---------- Document passage ----------

Teaching Chi Square Analysis

The AP biology test is administered in the spring and can be a very intense tests for students.  If you teach AP Biology, you’ve probably been including things in the curriculum to help students be successful on this test.  The test also  involves math calculations, where students must solve a problem and use a bubble form to pencil in a number that matches their solution.

 In this case, the path they took to find the solution doesn’t matter, just that they came up with the right number (in some cases, a range is acceptable.)

bubble test
How students bubble in numeric answers.

Based on the problems shown in the practice exam and the equation sheet they are given, they are likely to encounter a Chi Square Analysis problem.   I have several activities to help students with this concept, mostly included within the genetics unit, but Chi Square can be used in statistical analysis in other areas.

---------- Data section ----------

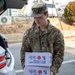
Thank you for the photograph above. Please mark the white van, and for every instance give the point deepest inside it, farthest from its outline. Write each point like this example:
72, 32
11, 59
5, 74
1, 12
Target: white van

----------

**Work to complete:**
1. From the Chi Square teaching passage, list every sentence or caption that contains the word "students."
2. Reproduce the Chi Square teaching passage between "Teaching Chi Square" and "matches their solution.", inclusive.

**Solution set:**
1.
- The AP biology test is administered in the spring and can be a very intense tests for students.
- If you teach AP Biology, you've probably been including things in the curriculum to help students be successful on this test.
- The test also involves math calculations, where students must solve a problem and use a bubble form to pencil in a number that matches their solution.
- How students bubble in numeric answers.
- I have several activities to help students with this concept, mostly included within the genetics unit, but Chi Square can be used in statistical analysis in other areas.

2.
Teaching Chi Square Analysis

The AP biology test is administered in the spring and can be a very intense tests for students.  If you teach AP Biology, you’ve probably been including things in the curriculum to help students be successful on this test.  The test also  involves math calculations, where students must solve a problem and use a bubble form to pencil in a number that matches their solution.